*PROBLEM DETAILS*:
Rewrite the listing below, putting "Instructor note" wherever "Teacher note" appears and keeping everything else unchanged. Omit the pictures from your answer.

==============================

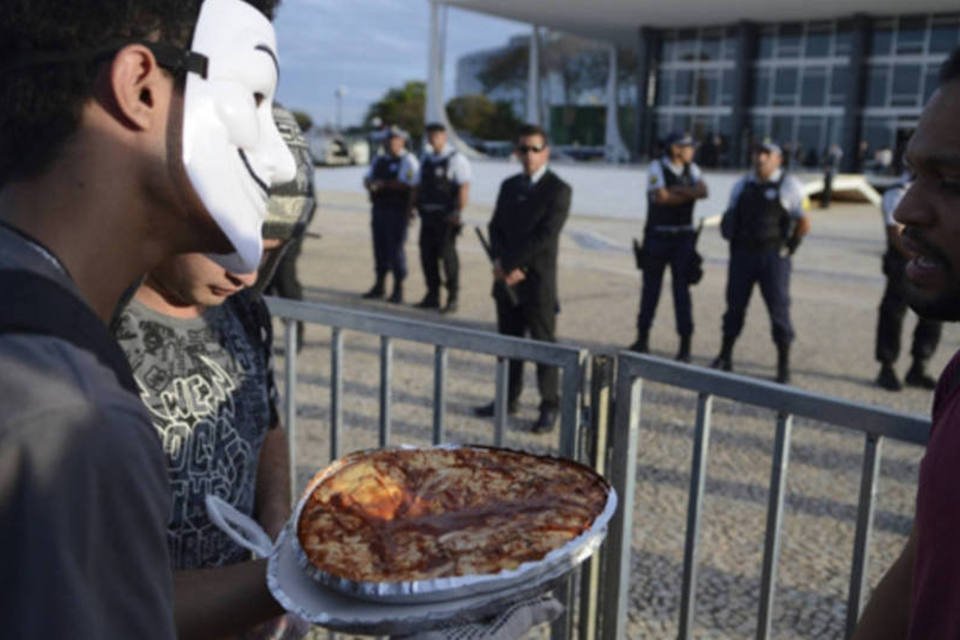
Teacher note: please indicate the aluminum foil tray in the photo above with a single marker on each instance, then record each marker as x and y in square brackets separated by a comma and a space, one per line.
[298, 593]
[557, 562]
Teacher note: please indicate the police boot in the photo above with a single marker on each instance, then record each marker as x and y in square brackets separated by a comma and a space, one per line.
[887, 378]
[396, 296]
[783, 363]
[724, 360]
[917, 376]
[376, 291]
[642, 343]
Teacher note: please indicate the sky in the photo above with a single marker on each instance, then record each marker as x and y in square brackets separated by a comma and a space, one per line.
[368, 47]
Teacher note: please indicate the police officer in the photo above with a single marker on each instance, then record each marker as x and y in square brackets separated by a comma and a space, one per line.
[764, 223]
[390, 182]
[893, 306]
[674, 185]
[443, 186]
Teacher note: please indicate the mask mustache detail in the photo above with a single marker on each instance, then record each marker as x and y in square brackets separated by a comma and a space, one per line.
[927, 249]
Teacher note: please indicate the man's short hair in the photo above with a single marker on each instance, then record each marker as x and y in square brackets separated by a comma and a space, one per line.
[533, 130]
[41, 102]
[950, 70]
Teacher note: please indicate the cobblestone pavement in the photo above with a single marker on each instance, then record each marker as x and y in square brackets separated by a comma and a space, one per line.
[836, 291]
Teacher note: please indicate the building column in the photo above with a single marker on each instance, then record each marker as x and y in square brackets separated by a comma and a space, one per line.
[648, 53]
[533, 78]
[434, 109]
[856, 94]
[613, 148]
[743, 93]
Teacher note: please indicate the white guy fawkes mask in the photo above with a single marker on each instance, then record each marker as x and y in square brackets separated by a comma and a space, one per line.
[232, 151]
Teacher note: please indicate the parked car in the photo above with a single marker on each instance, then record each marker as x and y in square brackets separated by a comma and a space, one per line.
[335, 150]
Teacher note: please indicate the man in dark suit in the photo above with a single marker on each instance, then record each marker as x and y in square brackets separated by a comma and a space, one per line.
[524, 236]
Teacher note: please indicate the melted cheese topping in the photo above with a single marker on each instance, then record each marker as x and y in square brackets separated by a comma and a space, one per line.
[402, 515]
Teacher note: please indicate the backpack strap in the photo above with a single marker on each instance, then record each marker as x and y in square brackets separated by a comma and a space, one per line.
[37, 305]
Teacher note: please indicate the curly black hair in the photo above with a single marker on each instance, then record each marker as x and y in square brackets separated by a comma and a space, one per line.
[40, 104]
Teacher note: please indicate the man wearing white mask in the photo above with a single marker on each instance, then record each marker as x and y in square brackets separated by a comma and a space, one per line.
[126, 135]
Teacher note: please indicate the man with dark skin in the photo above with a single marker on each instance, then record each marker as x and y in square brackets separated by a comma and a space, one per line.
[919, 596]
[110, 159]
[670, 238]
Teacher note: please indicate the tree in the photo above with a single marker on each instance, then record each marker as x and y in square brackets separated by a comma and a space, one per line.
[483, 118]
[403, 107]
[303, 119]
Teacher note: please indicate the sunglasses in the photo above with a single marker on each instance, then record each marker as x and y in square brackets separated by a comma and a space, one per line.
[522, 148]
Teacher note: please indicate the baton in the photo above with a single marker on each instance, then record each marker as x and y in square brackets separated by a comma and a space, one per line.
[507, 290]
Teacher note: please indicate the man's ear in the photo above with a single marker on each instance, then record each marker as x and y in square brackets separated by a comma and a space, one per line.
[136, 86]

==============================

*SOLVED EXERCISE*:
Instructor note: please indicate the aluminum foil tray in the photo above with a single marker on each instance, then record each marker as x and y in square brackets separated by a comma and a space, one per line.
[298, 593]
[557, 562]
Instructor note: please indicate the police boot in the photo above with a single marker on each instance, then record each marker as x and y in square brackets separated by a comma and a space, one per line.
[887, 378]
[396, 296]
[783, 363]
[724, 360]
[917, 376]
[376, 291]
[642, 343]
Instructor note: please indicate the sky in the photo above with a single marker on each instance, then record each marker as x and y in square brackets separated by a comma and a space, one per line.
[368, 47]
Instructor note: please indicate the police officer in the photo above with a single marker on each instance, then record each marker as x and y in square brackets separated by a comma and a space, one per line.
[764, 223]
[390, 182]
[893, 306]
[674, 185]
[443, 186]
Instructor note: please indicate the mask mustache detail in the photo above with a single marker on each instance, then record each marker as x and y in square brackets separated by a comma and a space, one per line.
[927, 249]
Instructor note: please indicate the man's short hair in the photo above with a single marker on each instance, then record each marker as x and y in square brackets separated by a comma and a space, one per line.
[533, 130]
[41, 102]
[950, 70]
Instructor note: please indicate the cobblestone pavement in the photo above with a single marker on each instance, then record each marker as x and y in square brackets separated by a comma and a space, one per line.
[836, 291]
Instructor note: please indicate the building column in the photo above with a single marker on each instance, then record each marker as x and y in square brackets separated by a comma and a space, one per line.
[648, 53]
[533, 78]
[434, 109]
[856, 94]
[613, 148]
[743, 93]
Instructor note: please indicate the white guy fawkes mask in the photo above with a single marker on each instance, then record each marker as x and y in square brackets separated by a comma and a space, one per line.
[232, 151]
Instructor note: please indicate the parked car in the photo above with a single marker on each instance, then record each marker as x and y in square brackets separated by a comma and a space, one per line.
[335, 150]
Instructor note: please indicate the man in dark suit in the photo above with a single marker on each instance, then record each marker as x and y in square brackets separated by a comma and a space, one per line.
[524, 236]
Instructor note: please indicate the melted cheese topping in the photo above with a single marker on each instance, then record each marker as x and y in square brackets separated by a comma and a space, one per line.
[402, 515]
Instructor note: please indicate the backpack strap in the photo above with a single marker on each instance, then record each marker as x and y in square brackets separated by a comma and a space, one per line.
[37, 305]
Instructor note: please indicate the curly black hair in the photo above with a single marker on each instance, then record each marker as x and y in square brackets separated by a comma and a space, one per line.
[40, 104]
Instructor note: please indicate the man wearing white mask in the photo above with a single marker on each instance, then record each marker as x and y in square brackets separated by a comma and a space, one per line.
[126, 135]
Instructor note: please indicate the man with dark skin in the photo above with a single marker on each instance, then record each marker as x and y in square brackets separated by a comma and a space, one per line.
[919, 596]
[110, 159]
[670, 238]
Instructor note: please indicate the tree in the photo above with a single marker on each instance, then record each marker as x and y in square brackets separated by a comma and a space, one per line.
[483, 118]
[403, 107]
[303, 119]
Instructor note: please indicate the sunglasses in the photo above with a single marker on each instance, then record each marker as x and y in square brackets separated by a comma and a space, one per line.
[522, 148]
Instructor note: please indicate the baton in the photo above with a single marker on each instance, then record each marker as x and y in square brackets separated by a comma and a space, one per line.
[507, 290]
Instructor note: please indicate the man's ear in the photo above with a single marker on each instance, then record each marker as x and y in square brackets separated by a comma and a space, one per line.
[136, 86]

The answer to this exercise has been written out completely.